# What the task requires
In the records below, how many lines contain the string "Trace" when case is taken into account? Reply with the number only.

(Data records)
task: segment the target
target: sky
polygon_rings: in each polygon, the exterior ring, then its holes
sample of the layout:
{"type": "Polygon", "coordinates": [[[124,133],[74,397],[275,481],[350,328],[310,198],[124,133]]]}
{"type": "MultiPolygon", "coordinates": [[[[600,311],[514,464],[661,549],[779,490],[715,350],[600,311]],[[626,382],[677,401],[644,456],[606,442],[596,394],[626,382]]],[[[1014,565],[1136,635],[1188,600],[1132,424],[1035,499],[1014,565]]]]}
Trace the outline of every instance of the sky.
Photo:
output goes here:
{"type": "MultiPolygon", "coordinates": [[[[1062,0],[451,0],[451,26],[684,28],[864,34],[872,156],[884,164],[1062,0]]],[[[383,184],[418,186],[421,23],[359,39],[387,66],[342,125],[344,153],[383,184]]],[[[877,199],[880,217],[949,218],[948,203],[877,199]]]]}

...

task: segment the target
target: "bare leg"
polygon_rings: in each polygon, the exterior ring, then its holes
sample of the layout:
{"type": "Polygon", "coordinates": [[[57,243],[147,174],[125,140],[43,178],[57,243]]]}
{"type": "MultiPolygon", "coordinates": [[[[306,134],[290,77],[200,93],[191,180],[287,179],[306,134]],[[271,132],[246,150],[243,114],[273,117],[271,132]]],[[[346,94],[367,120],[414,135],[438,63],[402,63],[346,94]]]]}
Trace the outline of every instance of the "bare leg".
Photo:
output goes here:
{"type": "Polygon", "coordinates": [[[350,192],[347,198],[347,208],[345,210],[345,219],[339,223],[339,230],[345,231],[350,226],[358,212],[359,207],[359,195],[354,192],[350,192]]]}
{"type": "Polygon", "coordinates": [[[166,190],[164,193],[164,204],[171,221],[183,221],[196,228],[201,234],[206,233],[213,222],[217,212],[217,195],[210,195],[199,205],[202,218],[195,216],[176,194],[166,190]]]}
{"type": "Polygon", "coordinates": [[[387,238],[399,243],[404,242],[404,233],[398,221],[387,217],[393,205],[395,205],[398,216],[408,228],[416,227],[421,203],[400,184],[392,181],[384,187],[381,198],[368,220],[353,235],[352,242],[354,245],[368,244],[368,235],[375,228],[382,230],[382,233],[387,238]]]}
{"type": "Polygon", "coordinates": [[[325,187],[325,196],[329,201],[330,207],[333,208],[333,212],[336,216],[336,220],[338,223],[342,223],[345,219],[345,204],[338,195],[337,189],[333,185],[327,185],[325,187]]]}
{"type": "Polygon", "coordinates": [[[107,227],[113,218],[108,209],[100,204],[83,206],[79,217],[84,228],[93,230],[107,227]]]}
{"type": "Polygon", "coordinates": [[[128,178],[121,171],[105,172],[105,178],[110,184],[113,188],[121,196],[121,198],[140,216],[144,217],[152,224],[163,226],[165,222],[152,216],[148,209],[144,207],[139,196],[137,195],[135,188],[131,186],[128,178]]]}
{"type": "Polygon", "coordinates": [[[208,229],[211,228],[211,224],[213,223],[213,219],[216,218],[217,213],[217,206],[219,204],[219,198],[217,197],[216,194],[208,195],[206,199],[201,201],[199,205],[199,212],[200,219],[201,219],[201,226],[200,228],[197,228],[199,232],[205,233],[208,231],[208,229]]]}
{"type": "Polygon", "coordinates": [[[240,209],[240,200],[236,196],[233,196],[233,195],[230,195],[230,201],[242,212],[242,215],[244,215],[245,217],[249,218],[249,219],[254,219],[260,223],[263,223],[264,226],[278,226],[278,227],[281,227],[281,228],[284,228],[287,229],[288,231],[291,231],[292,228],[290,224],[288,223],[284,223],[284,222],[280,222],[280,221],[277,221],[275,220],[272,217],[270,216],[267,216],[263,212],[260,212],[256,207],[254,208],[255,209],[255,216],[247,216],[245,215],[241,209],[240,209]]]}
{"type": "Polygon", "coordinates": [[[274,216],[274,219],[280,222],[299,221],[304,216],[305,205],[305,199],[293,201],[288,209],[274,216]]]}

# Result below
2